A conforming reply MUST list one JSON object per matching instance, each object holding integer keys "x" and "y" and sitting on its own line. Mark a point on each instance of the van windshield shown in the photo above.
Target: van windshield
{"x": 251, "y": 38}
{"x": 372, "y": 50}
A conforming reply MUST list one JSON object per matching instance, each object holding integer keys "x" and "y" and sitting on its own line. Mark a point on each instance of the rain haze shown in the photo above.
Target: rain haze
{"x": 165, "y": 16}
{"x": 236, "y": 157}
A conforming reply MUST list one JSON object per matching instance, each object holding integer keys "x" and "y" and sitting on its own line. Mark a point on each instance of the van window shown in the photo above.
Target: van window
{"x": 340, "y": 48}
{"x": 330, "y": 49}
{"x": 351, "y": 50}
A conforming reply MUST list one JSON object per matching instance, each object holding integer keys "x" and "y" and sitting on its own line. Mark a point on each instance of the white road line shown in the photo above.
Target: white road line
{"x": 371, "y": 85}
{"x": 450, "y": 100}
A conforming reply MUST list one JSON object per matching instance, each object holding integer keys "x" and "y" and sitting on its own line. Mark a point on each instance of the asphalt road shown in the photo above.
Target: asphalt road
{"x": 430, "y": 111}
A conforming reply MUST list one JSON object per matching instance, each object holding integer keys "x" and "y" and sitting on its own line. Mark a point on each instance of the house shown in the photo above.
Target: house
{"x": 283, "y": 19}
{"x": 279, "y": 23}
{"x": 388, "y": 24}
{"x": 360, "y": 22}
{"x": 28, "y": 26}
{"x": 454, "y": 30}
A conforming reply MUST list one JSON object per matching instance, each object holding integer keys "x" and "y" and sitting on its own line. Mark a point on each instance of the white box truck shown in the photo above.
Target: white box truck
- - - - -
Please reproduce every line of the items above without changing anything.

* WRITTEN SOLUTION:
A conforming reply MUST list one JSON object per matching instance, each object holding integer keys "x" and "y" and sitting on its own line. Mark a point on each instance of the van windshield shown in the photo above.
Target: van windshield
{"x": 251, "y": 38}
{"x": 372, "y": 50}
A conforming reply MUST list one JSON object per matching instance, each object holding integer keys "x" and "y" and sitting on its own line. Mark a point on each instance of the rain haze shown in the photo above.
Target: rain haze
{"x": 165, "y": 16}
{"x": 236, "y": 157}
A conforming reply MUST list one JSON object per matching instance, each object holding integer keys "x" and "y" and sitting on its own line. Mark a point on each instance of the van window shown in the photo above.
Target: van window
{"x": 340, "y": 48}
{"x": 330, "y": 49}
{"x": 351, "y": 50}
A conforming reply MUST list one JSON object per matching instance, each object holding integer keys "x" and "y" and sitting on its own line. Mark a point on each instance of the white road line shown in the photo above.
Target: white road line
{"x": 371, "y": 85}
{"x": 450, "y": 100}
A conforming reply MUST list one JSON object per matching instance, each object holding integer keys "x" and "y" and sitting on its own line. Mark a point on each instance of the asphalt road shown in the photo above.
Target: asphalt road
{"x": 430, "y": 111}
A conforming reply MUST list one JSON object per matching instance, each object holding integer keys "x" and "y" and sitting on its own line. Mark a point on each instance of the house shown in the photo above.
Target: house
{"x": 283, "y": 19}
{"x": 279, "y": 23}
{"x": 388, "y": 24}
{"x": 360, "y": 22}
{"x": 28, "y": 26}
{"x": 454, "y": 30}
A conforming reply MUST list one JSON object per matching instance, each object holding integer keys "x" and "y" and sitting on its own line. Mark a point on each instance of the white box truck shown in the photo above.
Target: white box truck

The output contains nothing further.